- **Given exercise**
Copy the data from the line containing "hair in the image above." through the end, swapping "blonde hair" for "dark hair" and leaving everything else as it is.

[Detection annotation data]
━━━━

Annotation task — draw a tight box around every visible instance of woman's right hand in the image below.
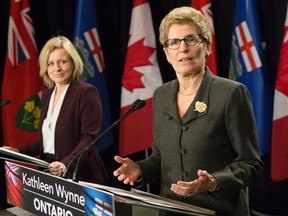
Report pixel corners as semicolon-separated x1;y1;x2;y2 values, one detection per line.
113;156;142;186
2;146;19;153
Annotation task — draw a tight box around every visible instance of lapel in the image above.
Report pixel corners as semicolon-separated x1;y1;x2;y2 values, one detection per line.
165;68;213;124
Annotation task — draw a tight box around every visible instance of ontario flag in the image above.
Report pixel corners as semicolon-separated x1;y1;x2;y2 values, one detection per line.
271;5;288;182
73;0;113;151
191;0;218;75
230;0;273;156
119;0;163;156
2;0;44;147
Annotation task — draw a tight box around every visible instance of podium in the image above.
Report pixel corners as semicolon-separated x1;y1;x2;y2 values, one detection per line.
5;161;215;216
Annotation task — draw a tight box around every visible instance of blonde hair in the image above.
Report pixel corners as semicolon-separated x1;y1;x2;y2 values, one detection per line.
159;6;212;45
38;36;83;88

━━━━

- **Completed exercise**
Annotation task — draw a tight box around every visible instance of dark hair in the image above.
Report pixel corners as semicolon-separated x1;y1;x2;y2 values, one detection per line.
159;6;212;45
38;36;83;88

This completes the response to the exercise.